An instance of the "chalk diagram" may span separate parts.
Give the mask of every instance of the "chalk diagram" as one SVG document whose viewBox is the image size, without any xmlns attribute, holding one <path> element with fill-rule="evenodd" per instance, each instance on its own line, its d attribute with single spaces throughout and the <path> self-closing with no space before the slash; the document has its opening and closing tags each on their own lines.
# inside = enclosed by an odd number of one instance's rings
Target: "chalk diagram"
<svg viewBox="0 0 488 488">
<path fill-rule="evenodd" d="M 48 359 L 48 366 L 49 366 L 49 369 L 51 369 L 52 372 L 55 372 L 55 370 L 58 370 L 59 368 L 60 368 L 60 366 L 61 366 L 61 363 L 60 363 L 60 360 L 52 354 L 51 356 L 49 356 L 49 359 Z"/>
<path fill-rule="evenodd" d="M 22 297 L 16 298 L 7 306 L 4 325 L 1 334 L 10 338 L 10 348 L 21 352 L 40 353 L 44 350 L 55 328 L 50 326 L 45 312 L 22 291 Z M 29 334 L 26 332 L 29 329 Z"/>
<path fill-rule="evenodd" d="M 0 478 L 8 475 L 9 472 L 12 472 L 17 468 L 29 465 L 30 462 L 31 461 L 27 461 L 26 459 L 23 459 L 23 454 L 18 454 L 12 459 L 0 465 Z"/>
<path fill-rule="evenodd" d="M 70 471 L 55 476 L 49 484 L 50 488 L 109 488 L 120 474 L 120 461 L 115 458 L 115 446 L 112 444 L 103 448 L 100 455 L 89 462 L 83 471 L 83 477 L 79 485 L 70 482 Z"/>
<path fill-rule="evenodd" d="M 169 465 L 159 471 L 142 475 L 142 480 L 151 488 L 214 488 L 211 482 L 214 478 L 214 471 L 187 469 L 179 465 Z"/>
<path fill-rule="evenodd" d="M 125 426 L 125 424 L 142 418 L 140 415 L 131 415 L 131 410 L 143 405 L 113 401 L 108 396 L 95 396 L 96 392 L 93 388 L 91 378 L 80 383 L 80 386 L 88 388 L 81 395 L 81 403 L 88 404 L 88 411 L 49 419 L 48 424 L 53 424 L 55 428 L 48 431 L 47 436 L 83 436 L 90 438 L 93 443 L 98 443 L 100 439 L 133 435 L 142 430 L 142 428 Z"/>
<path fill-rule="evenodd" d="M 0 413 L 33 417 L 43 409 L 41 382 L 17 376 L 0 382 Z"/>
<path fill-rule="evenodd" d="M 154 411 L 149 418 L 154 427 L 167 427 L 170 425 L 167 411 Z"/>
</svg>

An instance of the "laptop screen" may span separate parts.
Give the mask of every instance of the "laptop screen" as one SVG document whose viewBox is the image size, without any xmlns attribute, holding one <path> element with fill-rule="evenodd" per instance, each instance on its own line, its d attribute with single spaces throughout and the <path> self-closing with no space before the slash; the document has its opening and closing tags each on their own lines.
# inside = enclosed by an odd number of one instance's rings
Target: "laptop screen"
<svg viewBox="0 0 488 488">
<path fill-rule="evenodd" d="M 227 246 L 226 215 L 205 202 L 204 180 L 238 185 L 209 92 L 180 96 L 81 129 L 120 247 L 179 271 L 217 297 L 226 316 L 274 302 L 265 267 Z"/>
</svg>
--
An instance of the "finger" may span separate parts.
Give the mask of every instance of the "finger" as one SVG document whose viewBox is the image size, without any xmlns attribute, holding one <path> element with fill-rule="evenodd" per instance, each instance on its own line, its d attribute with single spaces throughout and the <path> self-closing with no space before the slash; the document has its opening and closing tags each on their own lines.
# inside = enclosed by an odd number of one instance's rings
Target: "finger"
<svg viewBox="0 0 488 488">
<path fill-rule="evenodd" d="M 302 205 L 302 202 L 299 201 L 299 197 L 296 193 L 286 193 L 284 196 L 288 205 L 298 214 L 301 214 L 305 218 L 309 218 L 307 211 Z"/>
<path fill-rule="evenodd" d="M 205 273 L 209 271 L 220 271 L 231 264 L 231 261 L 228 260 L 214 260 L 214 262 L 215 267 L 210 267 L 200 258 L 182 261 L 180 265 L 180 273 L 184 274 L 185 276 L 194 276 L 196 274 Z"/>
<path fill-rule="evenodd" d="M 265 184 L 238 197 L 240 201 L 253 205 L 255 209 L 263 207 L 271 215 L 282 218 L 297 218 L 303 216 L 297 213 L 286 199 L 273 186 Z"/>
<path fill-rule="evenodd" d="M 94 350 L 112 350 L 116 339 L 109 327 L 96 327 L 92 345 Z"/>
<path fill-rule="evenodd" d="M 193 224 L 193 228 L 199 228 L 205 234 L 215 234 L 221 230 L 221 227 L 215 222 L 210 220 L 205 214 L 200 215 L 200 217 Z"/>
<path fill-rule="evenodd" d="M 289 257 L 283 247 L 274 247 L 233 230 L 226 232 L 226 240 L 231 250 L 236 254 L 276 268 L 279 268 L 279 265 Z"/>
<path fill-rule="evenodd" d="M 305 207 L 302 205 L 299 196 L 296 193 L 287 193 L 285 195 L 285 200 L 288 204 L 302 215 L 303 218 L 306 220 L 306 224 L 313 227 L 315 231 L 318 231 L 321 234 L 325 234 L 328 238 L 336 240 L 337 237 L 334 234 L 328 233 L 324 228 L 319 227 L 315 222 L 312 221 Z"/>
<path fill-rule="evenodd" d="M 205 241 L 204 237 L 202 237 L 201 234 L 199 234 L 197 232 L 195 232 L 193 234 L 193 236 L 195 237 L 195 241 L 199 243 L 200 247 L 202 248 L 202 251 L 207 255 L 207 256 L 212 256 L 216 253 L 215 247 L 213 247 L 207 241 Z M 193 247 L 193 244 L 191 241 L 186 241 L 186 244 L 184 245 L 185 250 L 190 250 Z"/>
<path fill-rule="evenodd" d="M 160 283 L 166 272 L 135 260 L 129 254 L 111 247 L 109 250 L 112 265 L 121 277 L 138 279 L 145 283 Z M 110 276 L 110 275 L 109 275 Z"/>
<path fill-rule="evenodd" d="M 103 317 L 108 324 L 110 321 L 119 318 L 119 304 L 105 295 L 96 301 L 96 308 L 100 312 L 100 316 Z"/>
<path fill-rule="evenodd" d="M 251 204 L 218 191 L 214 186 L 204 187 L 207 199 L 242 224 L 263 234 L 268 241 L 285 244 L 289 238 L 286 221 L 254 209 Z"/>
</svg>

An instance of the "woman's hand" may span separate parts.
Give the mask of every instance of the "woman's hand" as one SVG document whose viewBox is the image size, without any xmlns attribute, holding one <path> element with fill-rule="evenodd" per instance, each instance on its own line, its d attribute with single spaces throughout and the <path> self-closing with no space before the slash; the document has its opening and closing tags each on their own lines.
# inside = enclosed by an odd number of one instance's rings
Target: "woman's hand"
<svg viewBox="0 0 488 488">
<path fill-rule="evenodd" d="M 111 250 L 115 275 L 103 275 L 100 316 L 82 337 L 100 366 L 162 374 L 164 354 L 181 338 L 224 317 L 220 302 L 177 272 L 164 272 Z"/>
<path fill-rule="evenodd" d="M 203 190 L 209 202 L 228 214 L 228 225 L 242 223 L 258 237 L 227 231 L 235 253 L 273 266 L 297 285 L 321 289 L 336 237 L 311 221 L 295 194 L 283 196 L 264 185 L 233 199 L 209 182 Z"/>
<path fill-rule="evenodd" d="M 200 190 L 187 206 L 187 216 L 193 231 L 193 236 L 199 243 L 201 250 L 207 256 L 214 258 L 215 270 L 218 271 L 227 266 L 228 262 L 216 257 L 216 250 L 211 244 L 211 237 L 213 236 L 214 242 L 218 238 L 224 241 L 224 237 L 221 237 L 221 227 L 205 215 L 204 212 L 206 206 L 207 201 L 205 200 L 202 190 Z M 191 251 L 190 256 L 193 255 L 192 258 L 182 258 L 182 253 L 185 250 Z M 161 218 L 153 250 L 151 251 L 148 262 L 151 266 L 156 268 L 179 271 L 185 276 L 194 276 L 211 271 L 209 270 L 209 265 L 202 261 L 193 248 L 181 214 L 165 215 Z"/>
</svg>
--
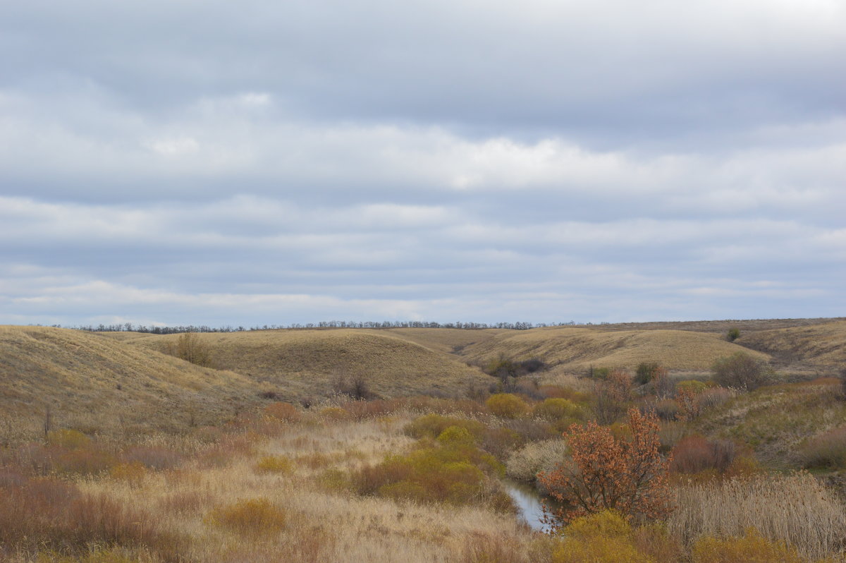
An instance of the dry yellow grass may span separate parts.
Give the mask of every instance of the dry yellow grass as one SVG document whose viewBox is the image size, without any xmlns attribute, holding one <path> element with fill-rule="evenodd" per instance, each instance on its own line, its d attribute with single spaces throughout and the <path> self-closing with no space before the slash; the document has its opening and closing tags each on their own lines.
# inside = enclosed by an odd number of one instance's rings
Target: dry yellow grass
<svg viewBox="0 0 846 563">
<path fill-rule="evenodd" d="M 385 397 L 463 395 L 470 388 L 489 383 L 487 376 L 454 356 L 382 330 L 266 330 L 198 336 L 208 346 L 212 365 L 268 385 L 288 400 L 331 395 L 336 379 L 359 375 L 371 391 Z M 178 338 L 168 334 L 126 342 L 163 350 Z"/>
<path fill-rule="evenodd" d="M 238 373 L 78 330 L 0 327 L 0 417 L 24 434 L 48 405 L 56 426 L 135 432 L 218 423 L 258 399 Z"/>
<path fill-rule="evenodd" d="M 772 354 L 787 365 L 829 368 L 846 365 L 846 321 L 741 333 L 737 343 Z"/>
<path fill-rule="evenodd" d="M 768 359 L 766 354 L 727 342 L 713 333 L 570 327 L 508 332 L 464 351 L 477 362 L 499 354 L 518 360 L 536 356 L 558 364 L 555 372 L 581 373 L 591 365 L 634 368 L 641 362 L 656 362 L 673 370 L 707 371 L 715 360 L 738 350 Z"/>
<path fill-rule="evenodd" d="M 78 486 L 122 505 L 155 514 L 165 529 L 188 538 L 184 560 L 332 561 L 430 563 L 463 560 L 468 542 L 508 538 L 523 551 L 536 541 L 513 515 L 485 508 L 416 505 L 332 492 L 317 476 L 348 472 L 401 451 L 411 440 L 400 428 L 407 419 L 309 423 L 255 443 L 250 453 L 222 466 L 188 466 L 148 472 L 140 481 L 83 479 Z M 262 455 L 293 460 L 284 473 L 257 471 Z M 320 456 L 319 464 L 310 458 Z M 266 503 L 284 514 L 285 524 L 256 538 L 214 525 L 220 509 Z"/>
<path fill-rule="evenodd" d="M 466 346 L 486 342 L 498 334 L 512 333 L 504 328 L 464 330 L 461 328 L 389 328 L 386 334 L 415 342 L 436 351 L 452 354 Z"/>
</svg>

> [Work to be completed] Work out how many of the lines above contain the string "Target", and reply with that number alone.

> [Answer in full] 5